| Text to read |
News
From Metrics to Meaning: Rethinking Research Assessment with Dr. Mathijs Vleugel
The landscape of research evaluation is undergoing a profound transformation as the community moves away from a narrow focus on quantitative indicators toward a more comprehensive appreciation of scientific contribution. To better understand this transition, we sat down with Dr. Mathijs Vleugel, the Head of the Helmholtz Open Science Office and Chair of the CoARA National Chapter Germany, who has been closely observing these shifts within one of Europe’s largest scientific organisations.
Central to his recent work is the survey "Valuing what matters?", conducted between June and September 2025 across the Helmholtz Association, Germany’s largest research performing organisation with over 47,000 employees. Collecting the perspectives from 1,145 researchers the survey serves provides valuable insights into the current state of research assessment and informing the next stages. By investigating the gap between perceived evaluation criteria in hiring and promotion decisions and desired criteria, Dr. Vleugel is able to provide data-driven suggestions for more qualitative and inclusive assessment systems.
Here, he shares insights into key findings of the survey, which demonstrates a broad consensus on the need to reform towards more value-based evaluation criteria as well as important disciplinary and generational differences. In addition, he offers his perspective on how these findings might inform the future evaluation criteria used by hiring and promotion committees.
To set the scene, what prompted you to run this survey now, and what decision or change did you hope it would inform in research assessment practice?
In March 2025, the Helmholtz Open Science Office and the Helmholtz Working Group Open Science jointly launched the Helmholtz Task Group Research Assessment, which brings together experts from our 18 research centres, including representatives from libraries, data centres, strategy divisions, human resources and, most importantly, researchers themselves. Its overarching goal is to provide a platform for identifying and developing quality-oriented approaches to research assessment, while promoting awareness on reform initiatives like DORA and CoARA across the Helmholtz Association.

| Records from a collection |

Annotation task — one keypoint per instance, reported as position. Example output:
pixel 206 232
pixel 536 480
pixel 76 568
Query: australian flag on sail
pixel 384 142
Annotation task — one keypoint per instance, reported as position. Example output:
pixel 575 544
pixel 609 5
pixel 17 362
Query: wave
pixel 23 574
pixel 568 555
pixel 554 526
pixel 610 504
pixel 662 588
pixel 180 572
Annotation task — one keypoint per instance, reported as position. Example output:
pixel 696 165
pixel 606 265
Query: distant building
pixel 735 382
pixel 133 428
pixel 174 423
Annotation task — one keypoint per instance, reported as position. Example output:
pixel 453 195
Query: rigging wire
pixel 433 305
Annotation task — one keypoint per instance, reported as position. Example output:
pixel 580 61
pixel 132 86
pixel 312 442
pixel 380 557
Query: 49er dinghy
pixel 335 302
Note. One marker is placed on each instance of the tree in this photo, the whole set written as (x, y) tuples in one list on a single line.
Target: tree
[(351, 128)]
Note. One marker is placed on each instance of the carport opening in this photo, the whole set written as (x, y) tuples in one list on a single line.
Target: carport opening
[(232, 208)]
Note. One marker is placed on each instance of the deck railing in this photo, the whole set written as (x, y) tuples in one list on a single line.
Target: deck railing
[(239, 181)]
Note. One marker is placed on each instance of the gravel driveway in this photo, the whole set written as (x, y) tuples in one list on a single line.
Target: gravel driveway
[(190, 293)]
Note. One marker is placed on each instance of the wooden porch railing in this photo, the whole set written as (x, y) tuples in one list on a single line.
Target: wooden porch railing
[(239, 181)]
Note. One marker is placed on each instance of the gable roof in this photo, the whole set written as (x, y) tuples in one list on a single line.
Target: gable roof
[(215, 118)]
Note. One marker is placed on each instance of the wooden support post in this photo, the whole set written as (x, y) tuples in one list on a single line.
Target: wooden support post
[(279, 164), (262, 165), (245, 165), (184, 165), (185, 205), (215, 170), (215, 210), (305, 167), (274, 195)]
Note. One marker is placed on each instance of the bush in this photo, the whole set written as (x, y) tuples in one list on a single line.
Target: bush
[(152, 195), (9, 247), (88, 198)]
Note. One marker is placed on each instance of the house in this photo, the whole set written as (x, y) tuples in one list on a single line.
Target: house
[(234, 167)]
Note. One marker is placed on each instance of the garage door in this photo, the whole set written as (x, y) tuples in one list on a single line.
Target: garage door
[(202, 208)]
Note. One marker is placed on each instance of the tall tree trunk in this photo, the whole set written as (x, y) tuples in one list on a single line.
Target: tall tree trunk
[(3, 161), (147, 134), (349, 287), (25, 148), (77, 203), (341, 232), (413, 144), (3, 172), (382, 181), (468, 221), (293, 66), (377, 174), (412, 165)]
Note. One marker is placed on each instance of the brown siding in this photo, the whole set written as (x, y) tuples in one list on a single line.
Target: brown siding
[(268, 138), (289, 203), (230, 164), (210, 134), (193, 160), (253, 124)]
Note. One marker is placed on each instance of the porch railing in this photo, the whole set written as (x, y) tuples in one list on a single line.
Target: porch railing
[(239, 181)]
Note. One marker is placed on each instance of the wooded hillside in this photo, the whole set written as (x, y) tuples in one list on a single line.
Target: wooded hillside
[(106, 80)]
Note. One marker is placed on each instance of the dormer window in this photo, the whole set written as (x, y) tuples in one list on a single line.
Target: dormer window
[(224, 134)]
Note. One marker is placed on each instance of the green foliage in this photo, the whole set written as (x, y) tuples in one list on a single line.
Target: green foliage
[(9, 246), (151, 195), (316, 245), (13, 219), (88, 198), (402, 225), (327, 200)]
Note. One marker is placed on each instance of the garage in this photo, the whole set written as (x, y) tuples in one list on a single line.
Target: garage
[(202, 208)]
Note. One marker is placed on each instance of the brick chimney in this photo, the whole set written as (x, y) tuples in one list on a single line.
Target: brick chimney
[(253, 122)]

...

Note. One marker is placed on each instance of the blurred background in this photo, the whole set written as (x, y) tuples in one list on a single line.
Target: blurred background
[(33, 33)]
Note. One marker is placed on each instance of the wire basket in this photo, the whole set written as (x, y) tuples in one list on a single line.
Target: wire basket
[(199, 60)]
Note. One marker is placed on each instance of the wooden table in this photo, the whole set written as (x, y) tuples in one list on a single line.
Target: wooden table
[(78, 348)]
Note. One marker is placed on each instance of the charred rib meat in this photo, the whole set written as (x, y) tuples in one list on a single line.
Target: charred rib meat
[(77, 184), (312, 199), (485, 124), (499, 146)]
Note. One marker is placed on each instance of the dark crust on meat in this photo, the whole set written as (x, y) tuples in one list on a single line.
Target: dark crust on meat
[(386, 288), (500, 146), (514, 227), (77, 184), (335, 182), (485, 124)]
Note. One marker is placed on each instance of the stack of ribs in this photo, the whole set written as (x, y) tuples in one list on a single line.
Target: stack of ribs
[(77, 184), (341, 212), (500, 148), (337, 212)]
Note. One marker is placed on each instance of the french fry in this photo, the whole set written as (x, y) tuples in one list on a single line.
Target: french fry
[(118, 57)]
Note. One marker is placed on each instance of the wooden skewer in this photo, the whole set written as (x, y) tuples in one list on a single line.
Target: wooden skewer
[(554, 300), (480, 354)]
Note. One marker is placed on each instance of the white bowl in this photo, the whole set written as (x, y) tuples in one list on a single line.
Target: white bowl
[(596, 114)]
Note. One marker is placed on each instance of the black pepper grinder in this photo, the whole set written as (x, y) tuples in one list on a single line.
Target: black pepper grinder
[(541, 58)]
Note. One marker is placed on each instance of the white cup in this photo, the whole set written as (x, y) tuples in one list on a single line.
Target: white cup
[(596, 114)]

---

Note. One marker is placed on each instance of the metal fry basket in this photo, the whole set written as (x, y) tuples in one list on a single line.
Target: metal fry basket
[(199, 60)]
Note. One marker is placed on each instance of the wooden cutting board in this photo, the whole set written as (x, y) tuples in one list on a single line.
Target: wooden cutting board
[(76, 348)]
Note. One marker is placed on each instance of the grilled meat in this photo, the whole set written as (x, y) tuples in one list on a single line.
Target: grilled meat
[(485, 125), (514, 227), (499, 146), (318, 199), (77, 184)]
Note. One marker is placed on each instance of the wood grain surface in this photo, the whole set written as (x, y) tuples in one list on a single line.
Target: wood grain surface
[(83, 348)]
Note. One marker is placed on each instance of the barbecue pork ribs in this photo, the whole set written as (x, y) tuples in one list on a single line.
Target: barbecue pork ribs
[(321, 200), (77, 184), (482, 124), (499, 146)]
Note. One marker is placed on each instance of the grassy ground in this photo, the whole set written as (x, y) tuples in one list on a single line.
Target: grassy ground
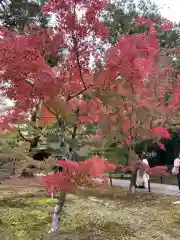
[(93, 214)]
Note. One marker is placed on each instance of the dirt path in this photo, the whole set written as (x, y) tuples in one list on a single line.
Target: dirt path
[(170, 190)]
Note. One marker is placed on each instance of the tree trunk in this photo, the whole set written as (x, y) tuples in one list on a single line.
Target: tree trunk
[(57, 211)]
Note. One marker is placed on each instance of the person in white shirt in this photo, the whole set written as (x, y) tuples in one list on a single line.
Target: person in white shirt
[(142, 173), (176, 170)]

| Task set |
1. In the interview on research assessment, during which months of 2025 was the survey "Valuing what matters?" conducted?
2. Decide whether each statement agrees with the interview on research assessment. Answer yes or no, and quote the deciding words from the interview.
(a) The survey collected the perspectives of 1,145 researchers.
(b) The Helmholtz Task Group Research Assessment was launched in September 2025.
(c) The Helmholtz Association has over 47,000 employees.
3. Continue the interview on research assessment from its last sentence.

| Responses to the exercise |
1. It was conducted between June and September 2025.

2.
(a) Yes: "Collecting the perspectives from 1,145 researchers"
(b) No: "In March 2025, the Helmholtz Open Science Office and the Helmholtz Working Group Open Science jointly launched the Helmholtz Task Group Research Assessment"
(c) Yes: "with over 47,000 employees"

3.
As its initial concrete activity, the group currently focuses on the assessment criteria used in individual evaluations, particularly in hiring and promotion procedures. Given that institutes and evaluation committees enjoy a considerable degree of autonomy in defining these criteria, we see the potential to make a direct impact in this area.
To first gain a clearer understanding of which contributions researchers across different fields consider most relevant to their work, we first conducted a fairly basic, but informative, survey: Helmholtz researchers were asked to select and rank their personal top ten from a list of 40 possible assessment criteria for hiring and promotion decisions. In total, 1,145 researchers responded, providing insights into both the perceived status quo (Which criteria do you think are currently being used?) and their preferred future criteria (Which criteria do you think should be used?). To enable differentiated analysis, respondents were also asked to share their career stage, research field and institute.
A detailed description of the methodology, as well as the original data, can be found here https://doi.org/10.5281/zenodo.18944700.
For a Responsible Research Assessment (RRA) audience, how would you summarise the main message of the findings in one or two key points?
Perhaps not unexpectedly, the lists of reported perceived and desired criteria differed substantially. Researchers predominantly expect to be evaluated based on output-based criteria, such as (metrics related to) publications and funding. In contrast, when researchers were asked to list their desired evaluation criteria, this focus shifted to more value-based criteria, such as those related to collaborative research, good research practice, institutional culture, and impact.

Besides relevant, although more subtle differences across the six Helmholtz research areas, we observe pronounced differences when looking at the desired evaluation criteria for different career stages. Compared to leading researchers (e.g., group leaders or principal investigators), early-career researchers (up to the PhD stage) report a particularly strong preference for value-based criteria, with “non-metric quality of publications” being the only high-ranking output-related criterion in their selections. Whether this pattern reflects a genuine generational shift, the selective effects of a system that favours more output-oriented researchers, or differing expectations associated with specific career stages remains an open question (most probably it is a combination of all of these). In any case, this data give us the opportunity to take a step back and consider which skills and values we should promote to support high-quality and collaborative research cultures.

Based on your findings, what is the single policy or procedural change that would have the greatest impact on aligning assessment decisions with Responsible Research Assessment?
I think our survey in many aspects provides an evidence-base for what many would have intuitively expected. At the same time, we experience that having the actual data to support this really helps us to move beyond more ideological discussions on research assessment and provide us with a level of disciplinary and institutional detail that allows us to act in concrete and targeted ways.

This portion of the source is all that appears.